Go through the records below and return each line that has "bumper" in it.

_ _ _

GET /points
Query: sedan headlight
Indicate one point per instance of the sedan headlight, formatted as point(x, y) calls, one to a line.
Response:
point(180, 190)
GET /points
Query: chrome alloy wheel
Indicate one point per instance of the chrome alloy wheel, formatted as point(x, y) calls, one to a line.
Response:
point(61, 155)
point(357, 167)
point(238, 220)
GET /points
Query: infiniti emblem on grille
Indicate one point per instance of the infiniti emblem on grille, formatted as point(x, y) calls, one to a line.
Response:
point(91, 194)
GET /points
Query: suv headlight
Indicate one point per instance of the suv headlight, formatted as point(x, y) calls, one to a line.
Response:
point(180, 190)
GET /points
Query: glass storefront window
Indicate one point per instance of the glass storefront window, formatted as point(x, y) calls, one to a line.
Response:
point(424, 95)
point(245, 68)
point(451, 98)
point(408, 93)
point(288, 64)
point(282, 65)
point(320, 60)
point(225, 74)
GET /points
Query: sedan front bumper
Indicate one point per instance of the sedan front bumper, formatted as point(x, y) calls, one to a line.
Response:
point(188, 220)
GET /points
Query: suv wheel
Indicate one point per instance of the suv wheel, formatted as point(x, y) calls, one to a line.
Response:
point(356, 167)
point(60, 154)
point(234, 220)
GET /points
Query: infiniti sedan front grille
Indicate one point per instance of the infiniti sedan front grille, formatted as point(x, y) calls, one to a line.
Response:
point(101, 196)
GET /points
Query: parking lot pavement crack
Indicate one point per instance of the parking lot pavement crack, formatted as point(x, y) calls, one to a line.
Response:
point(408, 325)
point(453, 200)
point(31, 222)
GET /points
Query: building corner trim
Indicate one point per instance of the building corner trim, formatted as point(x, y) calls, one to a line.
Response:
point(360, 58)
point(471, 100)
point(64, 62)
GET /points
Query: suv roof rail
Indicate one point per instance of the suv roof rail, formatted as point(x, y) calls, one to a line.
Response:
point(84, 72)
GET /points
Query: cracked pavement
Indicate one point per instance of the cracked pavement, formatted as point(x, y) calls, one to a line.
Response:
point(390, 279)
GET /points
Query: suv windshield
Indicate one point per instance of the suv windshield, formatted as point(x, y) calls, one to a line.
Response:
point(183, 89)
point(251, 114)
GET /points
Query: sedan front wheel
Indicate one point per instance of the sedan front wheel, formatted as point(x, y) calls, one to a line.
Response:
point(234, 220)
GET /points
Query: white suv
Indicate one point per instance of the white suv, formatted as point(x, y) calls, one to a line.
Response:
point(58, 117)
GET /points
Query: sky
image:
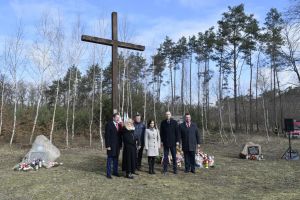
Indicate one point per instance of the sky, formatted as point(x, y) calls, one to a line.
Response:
point(148, 22)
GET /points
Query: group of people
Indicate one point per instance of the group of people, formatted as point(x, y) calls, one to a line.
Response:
point(134, 137)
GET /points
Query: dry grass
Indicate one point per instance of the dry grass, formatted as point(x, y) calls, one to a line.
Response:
point(83, 176)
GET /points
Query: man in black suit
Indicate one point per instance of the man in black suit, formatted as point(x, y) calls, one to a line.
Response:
point(113, 144)
point(169, 139)
point(190, 141)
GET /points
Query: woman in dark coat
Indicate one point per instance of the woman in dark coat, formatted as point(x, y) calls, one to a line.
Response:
point(129, 151)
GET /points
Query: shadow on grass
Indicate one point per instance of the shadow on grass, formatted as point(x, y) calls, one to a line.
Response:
point(92, 164)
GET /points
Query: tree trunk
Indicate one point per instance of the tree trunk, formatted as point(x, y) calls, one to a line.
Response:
point(2, 103)
point(92, 109)
point(123, 89)
point(182, 87)
point(235, 87)
point(256, 93)
point(172, 95)
point(74, 104)
point(250, 98)
point(191, 60)
point(68, 108)
point(37, 113)
point(54, 111)
point(100, 111)
point(230, 123)
point(265, 117)
point(280, 104)
point(15, 112)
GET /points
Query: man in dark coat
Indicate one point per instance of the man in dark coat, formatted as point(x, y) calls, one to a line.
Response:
point(169, 139)
point(139, 133)
point(190, 141)
point(113, 143)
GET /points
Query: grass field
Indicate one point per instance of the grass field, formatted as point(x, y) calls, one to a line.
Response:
point(83, 176)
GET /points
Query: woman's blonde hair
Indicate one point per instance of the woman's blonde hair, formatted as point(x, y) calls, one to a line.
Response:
point(129, 124)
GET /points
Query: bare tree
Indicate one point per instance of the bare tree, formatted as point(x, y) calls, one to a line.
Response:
point(75, 52)
point(40, 56)
point(58, 62)
point(263, 87)
point(14, 57)
point(292, 48)
point(2, 103)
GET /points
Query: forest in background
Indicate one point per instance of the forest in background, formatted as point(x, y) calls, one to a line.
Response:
point(78, 102)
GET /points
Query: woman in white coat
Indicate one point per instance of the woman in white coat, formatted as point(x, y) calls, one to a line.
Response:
point(152, 144)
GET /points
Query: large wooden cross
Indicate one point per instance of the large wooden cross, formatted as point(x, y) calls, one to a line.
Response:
point(114, 43)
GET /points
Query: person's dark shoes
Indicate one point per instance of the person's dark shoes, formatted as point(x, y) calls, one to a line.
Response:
point(109, 176)
point(117, 174)
point(129, 176)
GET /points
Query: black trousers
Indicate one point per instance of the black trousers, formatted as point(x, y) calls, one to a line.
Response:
point(166, 158)
point(189, 160)
point(151, 162)
point(139, 157)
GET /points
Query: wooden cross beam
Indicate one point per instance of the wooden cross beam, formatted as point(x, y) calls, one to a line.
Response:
point(114, 43)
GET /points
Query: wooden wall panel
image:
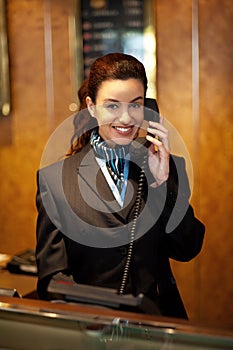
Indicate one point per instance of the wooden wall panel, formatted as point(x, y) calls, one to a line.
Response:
point(206, 282)
point(216, 160)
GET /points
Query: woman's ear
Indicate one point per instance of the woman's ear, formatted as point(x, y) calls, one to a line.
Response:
point(90, 106)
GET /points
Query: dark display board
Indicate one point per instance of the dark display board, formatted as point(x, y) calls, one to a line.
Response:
point(112, 26)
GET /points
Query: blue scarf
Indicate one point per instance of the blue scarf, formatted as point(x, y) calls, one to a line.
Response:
point(114, 157)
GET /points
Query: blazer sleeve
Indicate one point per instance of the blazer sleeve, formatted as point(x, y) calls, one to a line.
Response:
point(51, 254)
point(184, 233)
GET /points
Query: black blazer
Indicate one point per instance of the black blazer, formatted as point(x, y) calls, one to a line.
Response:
point(82, 231)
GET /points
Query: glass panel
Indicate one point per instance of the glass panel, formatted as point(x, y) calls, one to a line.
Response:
point(48, 328)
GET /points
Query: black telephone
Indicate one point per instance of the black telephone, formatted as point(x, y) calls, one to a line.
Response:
point(151, 112)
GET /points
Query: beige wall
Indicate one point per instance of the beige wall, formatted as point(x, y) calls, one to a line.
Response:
point(206, 282)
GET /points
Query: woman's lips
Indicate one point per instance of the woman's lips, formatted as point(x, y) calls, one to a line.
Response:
point(123, 130)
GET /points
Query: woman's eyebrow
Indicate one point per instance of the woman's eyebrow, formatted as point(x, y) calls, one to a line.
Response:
point(115, 100)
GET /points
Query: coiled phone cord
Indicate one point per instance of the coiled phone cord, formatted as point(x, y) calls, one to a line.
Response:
point(137, 208)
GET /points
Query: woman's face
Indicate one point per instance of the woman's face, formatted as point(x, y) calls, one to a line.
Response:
point(118, 109)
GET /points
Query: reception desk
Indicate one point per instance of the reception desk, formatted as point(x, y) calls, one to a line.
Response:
point(33, 324)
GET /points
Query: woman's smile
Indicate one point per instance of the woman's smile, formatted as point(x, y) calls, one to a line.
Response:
point(119, 109)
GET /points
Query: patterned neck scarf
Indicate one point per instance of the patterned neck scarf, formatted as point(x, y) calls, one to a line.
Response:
point(114, 157)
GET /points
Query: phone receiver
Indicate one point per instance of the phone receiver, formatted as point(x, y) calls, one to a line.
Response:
point(151, 110)
point(151, 113)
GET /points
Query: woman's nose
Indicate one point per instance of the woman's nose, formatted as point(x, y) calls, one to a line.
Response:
point(125, 117)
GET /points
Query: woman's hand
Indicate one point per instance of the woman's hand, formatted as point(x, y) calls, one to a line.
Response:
point(158, 152)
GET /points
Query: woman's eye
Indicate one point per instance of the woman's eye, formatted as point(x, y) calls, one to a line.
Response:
point(112, 106)
point(134, 105)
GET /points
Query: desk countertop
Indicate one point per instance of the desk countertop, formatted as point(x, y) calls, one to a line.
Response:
point(24, 284)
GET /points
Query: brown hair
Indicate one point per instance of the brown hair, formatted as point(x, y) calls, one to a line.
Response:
point(111, 66)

_ _ _

ANSWER SPACE >>
Query: sedan front bumper
Indicate one point per instance of the sedan front bumper, formatted as point(x, y) calls, one to a line.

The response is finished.